• _SELECTED EXTRACT_:
=== Begin Enclosure ===

Step 1 › What makes you so special?
Developing a complete marketing plan for your personal training business begins with simply identifying your unique selling proposition (What makes you different or special amongst competitors?). What specific "niche" do you serve? This may seem like a dummy-proof question—however, we receive enquires daily from personal trainers who cannot define their competitive advantage. These same trainers describe themselves as "professional" or "the best personal trainer in...", and my favorite "I design personalized exercise routines for my clients" (as if "personal training" means something else?). What makes you special, a unique well established service, is your competitive advantage.
I suggest that you take a good look in the mirror. Be honest with yourself, understand and articulate your true identity. Do you really serve all populations? Do you really train professional athletes or do you mostly have success working with beginning exercisers? There is nothing wrong with marketing services for entry level fitness enthusiasts. If you are an entry level fitness professional—be honest with yourself and your target market. Never market a message that isn't truly within your particular scope of practice and professional experience.
My point is, marketing generic descriptions of what you "want" your business to be vs what your business truly "is"—is not effective. If you clearly define your professional unique selling proposition or competitive advantage based on honest experience, as surveyed from your consumer point of view, and market what makes you and your services valuable to prospective clients, everybody wins.
Step 2 › How will you market your message?
You have a clear understanding of your target market based on research and an anticipated or projected growth of certain demographics within your market, good. Additionally, you are honest with yourself and have identified your true professional strengths and competitive advantage or unique selling proposition, great! Now it's time to look at how you will share your message and zero in on establishing marketing tactics to meet your overall marketing strategy.

=== End Enclosure ===

• _GIVEN ENTRIES_:
=== Begin Enclosure ===

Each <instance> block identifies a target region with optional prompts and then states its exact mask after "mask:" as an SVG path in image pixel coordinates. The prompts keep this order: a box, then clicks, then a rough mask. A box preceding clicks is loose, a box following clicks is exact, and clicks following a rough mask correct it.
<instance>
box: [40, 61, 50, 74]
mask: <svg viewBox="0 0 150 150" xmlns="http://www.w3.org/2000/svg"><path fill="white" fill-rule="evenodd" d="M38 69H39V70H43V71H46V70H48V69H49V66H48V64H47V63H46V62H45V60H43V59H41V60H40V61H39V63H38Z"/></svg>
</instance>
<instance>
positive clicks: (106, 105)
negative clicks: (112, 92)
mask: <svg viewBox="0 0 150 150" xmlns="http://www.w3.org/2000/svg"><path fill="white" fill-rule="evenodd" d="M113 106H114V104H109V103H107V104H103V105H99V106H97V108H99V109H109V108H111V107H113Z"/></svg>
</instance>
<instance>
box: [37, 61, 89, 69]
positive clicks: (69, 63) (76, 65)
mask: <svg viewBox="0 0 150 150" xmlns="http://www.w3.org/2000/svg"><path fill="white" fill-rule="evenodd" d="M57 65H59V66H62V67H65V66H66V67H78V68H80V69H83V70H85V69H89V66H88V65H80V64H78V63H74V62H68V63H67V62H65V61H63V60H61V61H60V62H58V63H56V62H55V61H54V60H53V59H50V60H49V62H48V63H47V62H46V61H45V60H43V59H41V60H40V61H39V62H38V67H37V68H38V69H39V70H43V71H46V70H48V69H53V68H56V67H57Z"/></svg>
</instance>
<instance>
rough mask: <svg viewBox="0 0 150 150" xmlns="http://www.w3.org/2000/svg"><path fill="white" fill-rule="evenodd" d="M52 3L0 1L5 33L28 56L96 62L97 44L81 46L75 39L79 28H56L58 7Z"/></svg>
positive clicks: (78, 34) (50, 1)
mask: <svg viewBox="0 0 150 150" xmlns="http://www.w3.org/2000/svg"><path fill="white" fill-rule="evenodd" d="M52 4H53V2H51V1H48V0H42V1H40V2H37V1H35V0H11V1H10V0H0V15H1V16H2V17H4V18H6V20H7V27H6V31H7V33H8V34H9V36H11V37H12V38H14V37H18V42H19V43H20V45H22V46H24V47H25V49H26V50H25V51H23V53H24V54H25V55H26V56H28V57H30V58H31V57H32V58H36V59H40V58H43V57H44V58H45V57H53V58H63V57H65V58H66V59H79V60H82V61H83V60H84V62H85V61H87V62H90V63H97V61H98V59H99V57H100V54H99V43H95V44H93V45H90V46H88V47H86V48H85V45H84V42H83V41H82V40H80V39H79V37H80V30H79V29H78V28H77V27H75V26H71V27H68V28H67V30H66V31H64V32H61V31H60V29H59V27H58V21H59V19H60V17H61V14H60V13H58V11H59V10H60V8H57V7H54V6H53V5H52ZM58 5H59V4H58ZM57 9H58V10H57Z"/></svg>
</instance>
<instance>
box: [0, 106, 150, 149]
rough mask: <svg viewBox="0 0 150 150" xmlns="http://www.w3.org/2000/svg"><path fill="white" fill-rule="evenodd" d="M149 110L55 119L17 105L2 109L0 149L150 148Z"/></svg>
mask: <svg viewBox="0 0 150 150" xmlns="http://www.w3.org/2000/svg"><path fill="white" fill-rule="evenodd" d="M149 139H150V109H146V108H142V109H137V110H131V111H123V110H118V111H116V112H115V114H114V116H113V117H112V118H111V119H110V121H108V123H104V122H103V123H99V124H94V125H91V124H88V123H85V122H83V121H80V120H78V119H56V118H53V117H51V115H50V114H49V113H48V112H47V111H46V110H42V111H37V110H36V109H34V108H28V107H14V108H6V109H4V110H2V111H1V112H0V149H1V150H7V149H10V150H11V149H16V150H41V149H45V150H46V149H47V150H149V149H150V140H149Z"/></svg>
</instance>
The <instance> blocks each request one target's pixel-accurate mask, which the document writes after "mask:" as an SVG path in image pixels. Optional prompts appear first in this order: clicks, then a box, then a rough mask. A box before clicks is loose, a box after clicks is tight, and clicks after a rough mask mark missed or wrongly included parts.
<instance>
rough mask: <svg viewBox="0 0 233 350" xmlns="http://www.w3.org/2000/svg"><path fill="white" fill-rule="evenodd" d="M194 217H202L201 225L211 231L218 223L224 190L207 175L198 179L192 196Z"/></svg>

=== End Enclosure ===

• _TASKS_:
1 > Decide whether each statement below agrees with the marketing plan text, answering yes or no and quoting the exact words of the text that settle it.
(a) Personal trainers contact the writer daily without being able to define their competitive advantage.
(b) The text warns against marketing services to entry level fitness enthusiasts.
(c) The text calls marketing generic descriptions of what you want your business to be an effective approach.
2 > Please restate the marketing plan text word for word, from "I suggest that" up to and including "and professional experience.".

• _RESPONSES IN ORDER_:
1 >
(a) Yes: "we receive enquires daily from personal trainers who cannot define their competitive advantage"
(b) No: "There is nothing wrong with marketing services for entry level fitness enthusiasts."
(c) No: "marketing generic descriptions of what you "want" your business to be vs what your business truly "is"—is not effective"

2 >
I suggest that you take a good look in the mirror. Be honest with yourself, understand and articulate your true identity. Do you really serve all populations? Do you really train professional athletes or do you mostly have success working with beginning exercisers? There is nothing wrong with marketing services for entry level fitness enthusiasts. If you are an entry level fitness professional—be honest with yourself and your target market. Never market a message that isn't truly within your particular scope of practice and professional experience.